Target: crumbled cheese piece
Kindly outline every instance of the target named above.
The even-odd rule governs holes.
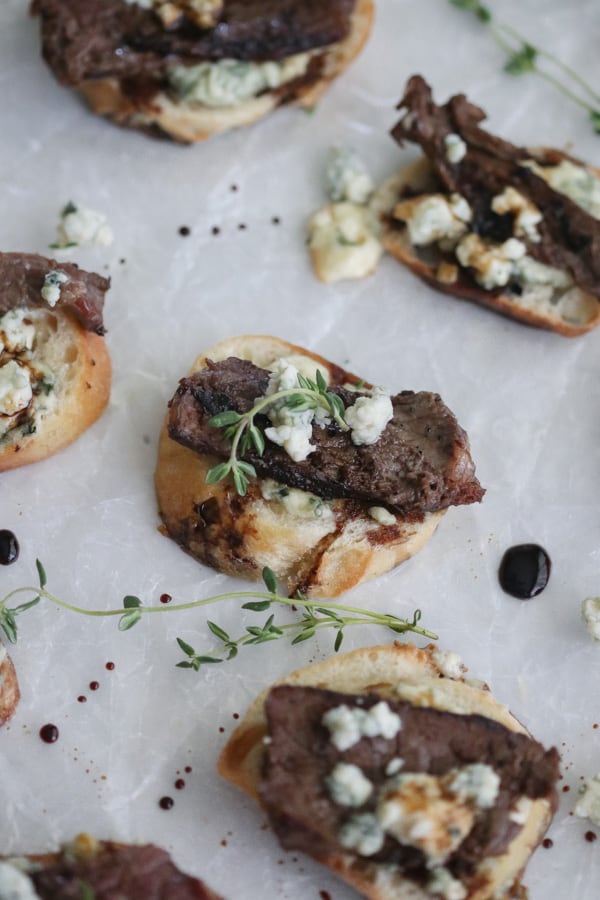
[[[14,416],[31,403],[29,370],[10,359],[0,366],[0,415]]]
[[[338,840],[347,850],[355,850],[360,856],[373,856],[383,847],[383,829],[371,813],[352,816],[342,825]]]
[[[366,203],[375,185],[358,154],[348,147],[332,147],[325,169],[327,196],[334,203]]]
[[[575,806],[575,815],[589,819],[600,827],[600,773],[588,778],[581,786],[579,800]]]
[[[60,300],[61,285],[66,284],[69,276],[60,269],[51,269],[44,277],[44,286],[41,294],[48,306],[56,306]]]
[[[21,872],[10,862],[0,861],[0,898],[1,900],[37,900],[31,878]]]
[[[457,241],[466,231],[472,210],[464,197],[452,194],[426,194],[398,203],[394,217],[406,223],[411,244],[415,247],[435,241]]]
[[[298,387],[298,369],[290,362],[280,359],[271,368],[265,396]],[[265,428],[265,437],[283,447],[294,462],[301,462],[315,449],[310,443],[314,413],[312,409],[289,409],[284,400],[276,401],[267,410],[273,427]]]
[[[351,708],[342,704],[328,710],[322,719],[331,735],[331,742],[343,752],[356,744],[362,737],[396,737],[402,729],[402,721],[385,700],[380,700],[370,709]]]
[[[187,16],[199,28],[214,28],[223,11],[223,0],[144,0],[144,6],[146,9],[155,9],[167,28],[175,25],[182,15]]]
[[[237,106],[263,91],[301,78],[310,58],[310,53],[299,53],[280,62],[220,59],[195,66],[173,66],[167,77],[180,100],[223,108]]]
[[[390,759],[389,763],[385,767],[385,774],[396,775],[403,765],[404,760],[400,756],[395,756],[393,759]]]
[[[490,809],[498,797],[500,776],[485,763],[472,763],[457,772],[448,787],[461,800]]]
[[[554,266],[546,266],[538,262],[532,256],[523,256],[513,263],[514,274],[524,284],[550,285],[558,290],[571,287],[573,279],[568,272],[555,269]]]
[[[58,249],[79,244],[108,247],[113,240],[112,230],[106,224],[103,213],[85,206],[75,206],[74,203],[68,203],[61,212],[56,241]]]
[[[326,784],[332,800],[340,806],[362,806],[373,793],[373,784],[362,769],[350,763],[338,763]]]
[[[444,900],[465,900],[468,891],[462,882],[454,878],[448,869],[434,869],[427,882],[431,894],[439,894]]]
[[[392,401],[383,391],[371,397],[359,397],[344,415],[351,429],[352,443],[357,447],[376,443],[393,417]]]
[[[385,832],[416,847],[432,863],[444,862],[462,843],[475,821],[473,803],[450,789],[452,775],[398,775],[387,782],[376,810]]]
[[[525,253],[525,244],[516,238],[494,244],[472,233],[461,238],[456,247],[456,258],[461,266],[473,269],[476,280],[487,290],[508,284],[513,263]]]
[[[396,516],[386,509],[385,506],[370,506],[369,515],[380,525],[395,525]]]
[[[458,653],[452,650],[438,650],[432,652],[433,661],[446,678],[462,678],[465,666]]]
[[[318,278],[327,284],[365,278],[383,254],[371,212],[357,203],[329,203],[308,222],[308,248]]]
[[[581,604],[581,617],[591,636],[600,641],[600,597],[586,597]]]
[[[467,145],[460,134],[447,134],[444,138],[444,146],[446,147],[446,159],[448,162],[459,163],[461,159],[464,159]]]
[[[458,266],[444,259],[437,267],[435,277],[442,284],[454,284],[458,280]]]
[[[516,188],[509,186],[501,194],[496,194],[492,199],[492,210],[500,216],[512,213],[516,237],[529,238],[535,243],[541,240],[537,226],[543,219],[542,213]]]
[[[529,797],[519,797],[515,805],[509,810],[508,818],[515,825],[524,825],[529,818],[532,806],[533,800]]]
[[[11,309],[0,317],[0,351],[19,353],[31,350],[35,338],[35,326],[26,321],[28,311],[24,308]]]
[[[262,478],[260,491],[264,500],[281,503],[290,516],[302,519],[332,519],[331,506],[316,494],[300,491],[285,484],[279,484],[271,478]]]
[[[557,166],[540,166],[533,160],[527,165],[555,191],[566,194],[595,219],[600,219],[600,178],[590,169],[568,159]]]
····················
→ Instructions for the task: Transcribe the entries above word for word, from the first line through the line containing "Kindly outline every", and nothing else.

→ Response to the exercise:
Target: crumbled cheese piece
Kindly outline every instance of the target named above.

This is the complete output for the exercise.